A double parallel has often been pointed out between the two pairs of novelists who were most popular in the middle of our own and of the preceding century. The intellectual affinity which made Smollett the favorite author of Dickens is scarcely so close as that which commended Fielding to Thackeray. The resemblance between "Pickwick" and "Humphrey Clinker," or between "David Copperfield" and "Roderick Random," consists chiefly in the exuberance of animal spirits, the keen eye for external oddity, the consequent tendency to substitute caricature for portrait, and the vivid transformation of autobiography into ostensible fiction which are characteristic of both authors. Between Fielding and Thackeray the resemblance is closer. The peculiar irony of "Jonathan Wild" has its closest English parallel in "Barry Lyndon." The burlesque in "Tom Thumb" of the Lee and Dryden school of tragedy may remind us of Thackeray's burlesques of Scott and Dumas. The characters of the two authors belong to the same family. "Vanity Fair" has grown more decent since the days of Lady Bellaston, but the costume of the actors has changed more than their nature. Rawdon Crawley would not have been surprised to meet Captain Booth in a sponging-house; Shandon and his friends preserved the old traditions of Fielding's Grub Street; Lord Steyne and Major Pendennis were survivals from the more congenial period of Lord Fellamar and Colonel James; and the two Amelias represent cognate ideals of female excellence. Or, to take an instance of similarity in detail, might not this anecdote from the Covent Garden Journal have rounded off a paragraph in the "Snob Papers"? A friend of Fielding saw a dirty fellow in a mudcart lash another with his whip, saying, with an oath, "I will teach you manners to your betters." Fielding's friend wondered what could be the condition of this social inferior of a mudcart-driver, till he found him to be the owner of a dustcart driven by asses. The great butt of Fielding's satire is, as he tells us, affectation; the affectation which he specially hates is that of straitlaced morality; Thackeray's satire is more generally directed against the particular affectation called snobbishness; but the evil principle attacked by either writer is merely one avatar of the demon assailed by the other.

__________________________________________________

__Problem description__. In the passage on Fielding and Thackeray, which work is named as the closest English parallel to the irony of "Jonathan Wild"? Please answer in a few words.

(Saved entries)

__________________________________________________

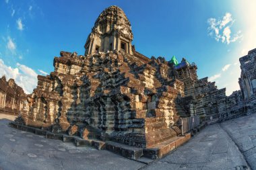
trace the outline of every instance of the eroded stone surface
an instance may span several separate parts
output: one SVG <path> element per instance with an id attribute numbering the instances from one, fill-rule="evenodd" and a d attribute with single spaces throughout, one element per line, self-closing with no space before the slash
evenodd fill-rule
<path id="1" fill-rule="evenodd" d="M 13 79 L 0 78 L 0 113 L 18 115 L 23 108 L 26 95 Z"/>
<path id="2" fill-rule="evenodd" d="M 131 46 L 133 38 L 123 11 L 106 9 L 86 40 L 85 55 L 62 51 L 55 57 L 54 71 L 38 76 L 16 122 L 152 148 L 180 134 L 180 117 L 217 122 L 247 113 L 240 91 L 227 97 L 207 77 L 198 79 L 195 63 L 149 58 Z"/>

__________________________________________________

__Task solution__. "Barry Lyndon"